### Text provided
The recipe below looks ok. If it were me, I would ditch the chicken and replace it with shrimp. I'd also ditch the bean spouts. Never seen bean sprouts in a Vietnamese egg roll. (Ms. Pham, what were you thinking??? )You are also missing what I call the filler. Most recipes will have taro or jiciama in them. 

On the green onions, try using just the green part. Cut it into long pieces (the length of your roll). Spread your meat on the paper, put the green onion in and then roll it. A little way to make it fancy or "kick it up".  

Also, once you have assembled all of your filling, take a tiny little spoonful and cook it on a frying pan. This will allow you to adjust your seasoning as needed.

p.s. this is all stuff I would do for an authentic egg roll. If you're not looking for authenic, and just want to experiment, by all means add whatever sounds good.


----------



## jennyema (Aug 4, 2006)

I love her "Pleasures of the Vietnamese Table!"


----------



## htc (Aug 4, 2006)

That's the one I have Jenny. One of the reasons I bought it is cuz it's got pictures of the Asian herbs. I never knew what a lot of them were called in English before. The only recipes I've tried making to what she says is the curry and the shrimp on sugarcane. The sugarcane shrimp tastes good but is not authentic at all.


----------



## pom_mom (Aug 4, 2006)

htc, thanks. I will try your suggestions. Im trying to keep it kindof simple, especially for the first time, because of my kids. If they get a hint of something to wierd Ive lost them. I will definitly post on how they turn out. Im planning on making them later today. Wish me luck!
pom_mom


----------



## jennyema (Aug 4, 2006)

GOOD LUCK!

### Set exercise A
Recast the records as a numbered list, leaving out blank lines, covering everything from the line containing "Target = framed abstract artwork" down to the end of the records.
The text and the records are unrelated to each other.

Point annotation records

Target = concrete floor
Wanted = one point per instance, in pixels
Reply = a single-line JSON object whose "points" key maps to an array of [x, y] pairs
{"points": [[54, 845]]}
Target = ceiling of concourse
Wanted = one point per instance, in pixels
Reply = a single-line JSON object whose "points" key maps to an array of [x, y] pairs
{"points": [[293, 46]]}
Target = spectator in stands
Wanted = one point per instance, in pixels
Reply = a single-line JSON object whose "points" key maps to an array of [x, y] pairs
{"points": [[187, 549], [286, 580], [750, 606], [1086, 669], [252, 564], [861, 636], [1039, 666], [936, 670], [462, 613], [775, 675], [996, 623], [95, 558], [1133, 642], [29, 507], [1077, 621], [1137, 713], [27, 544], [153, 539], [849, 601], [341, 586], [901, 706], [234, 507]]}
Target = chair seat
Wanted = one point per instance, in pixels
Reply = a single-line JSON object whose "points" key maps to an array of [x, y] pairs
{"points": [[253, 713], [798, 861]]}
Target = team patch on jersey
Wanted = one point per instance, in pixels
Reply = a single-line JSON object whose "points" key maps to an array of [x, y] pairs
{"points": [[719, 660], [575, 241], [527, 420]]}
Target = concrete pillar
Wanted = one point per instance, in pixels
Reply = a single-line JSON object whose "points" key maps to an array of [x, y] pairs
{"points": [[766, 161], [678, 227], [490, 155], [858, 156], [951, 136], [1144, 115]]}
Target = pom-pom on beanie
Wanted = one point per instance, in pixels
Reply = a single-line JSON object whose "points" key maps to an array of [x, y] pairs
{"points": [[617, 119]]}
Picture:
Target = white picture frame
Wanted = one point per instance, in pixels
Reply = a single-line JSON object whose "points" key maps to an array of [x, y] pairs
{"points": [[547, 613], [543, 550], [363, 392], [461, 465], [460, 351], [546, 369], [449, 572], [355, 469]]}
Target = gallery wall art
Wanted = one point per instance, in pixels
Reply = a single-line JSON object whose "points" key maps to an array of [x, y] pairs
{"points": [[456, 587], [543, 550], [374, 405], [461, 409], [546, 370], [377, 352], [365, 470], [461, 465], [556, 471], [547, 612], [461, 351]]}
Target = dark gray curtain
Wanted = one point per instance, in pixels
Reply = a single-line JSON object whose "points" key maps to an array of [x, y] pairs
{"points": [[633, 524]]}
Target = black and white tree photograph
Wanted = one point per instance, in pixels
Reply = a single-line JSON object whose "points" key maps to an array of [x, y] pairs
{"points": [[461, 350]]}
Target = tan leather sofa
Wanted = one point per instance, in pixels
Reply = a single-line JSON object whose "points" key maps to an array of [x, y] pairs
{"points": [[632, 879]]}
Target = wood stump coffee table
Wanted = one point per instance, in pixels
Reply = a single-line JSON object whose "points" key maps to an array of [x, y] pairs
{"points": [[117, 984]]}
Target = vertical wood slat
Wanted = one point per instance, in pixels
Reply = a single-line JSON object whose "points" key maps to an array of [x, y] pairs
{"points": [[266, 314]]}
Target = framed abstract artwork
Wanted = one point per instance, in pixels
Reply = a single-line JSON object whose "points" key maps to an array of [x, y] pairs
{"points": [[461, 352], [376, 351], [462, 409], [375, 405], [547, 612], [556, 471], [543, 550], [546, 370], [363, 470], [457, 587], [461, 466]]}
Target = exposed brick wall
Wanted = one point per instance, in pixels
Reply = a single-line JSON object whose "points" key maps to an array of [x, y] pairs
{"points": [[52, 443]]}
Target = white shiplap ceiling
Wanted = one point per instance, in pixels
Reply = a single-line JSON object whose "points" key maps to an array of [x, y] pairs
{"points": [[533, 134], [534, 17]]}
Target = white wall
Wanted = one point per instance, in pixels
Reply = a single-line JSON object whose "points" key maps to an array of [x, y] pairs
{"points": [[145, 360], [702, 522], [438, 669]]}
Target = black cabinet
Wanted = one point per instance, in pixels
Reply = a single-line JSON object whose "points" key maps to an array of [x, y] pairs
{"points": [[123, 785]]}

### Set exercise B
Answer these questions about the egg roll forum thread:
(i) In the first post, what does the writer suggest using instead of chicken?
(ii) According to htc, what is one reason for buying the book?
(iii) When does pom_mom plan to make the egg rolls?

### Answer A
1. Target = framed abstract artwork
2. Wanted = one point per instance, in pixels
3. Reply = a single-line JSON object whose "points" key maps to an array of [x, y] pairs
4. {"points": [[461, 352], [376, 351], [462, 409], [375, 405], [547, 612], [556, 471], [543, 550], [546, 370], [363, 470], [457, 587], [461, 466]]}
5. Target = exposed brick wall
6. Wanted = one point per instance, in pixels
7. Reply = a single-line JSON object whose "points" key maps to an array of [x, y] pairs
8. {"points": [[52, 443]]}
9. Target = white shiplap ceiling
10. Wanted = one point per instance, in pixels
11. Reply = a single-line JSON object whose "points" key maps to an array of [x, y] pairs
12. {"points": [[533, 134], [534, 17]]}
13. Target = white wall
14. Wanted = one point per instance, in pixels
15. Reply = a single-line JSON object whose "points" key maps to an array of [x, y] pairs
16. {"points": [[145, 360], [702, 522], [438, 669]]}
17. Target = black cabinet
18. Wanted = one point per instance, in pixels
19. Reply = a single-line JSON object whose "points" key maps to an array of [x, y] pairs
20. {"points": [[123, 785]]}

### Answer B
(i) Shrimp.
(ii) It has pictures of the Asian herbs.
(iii) Later that day.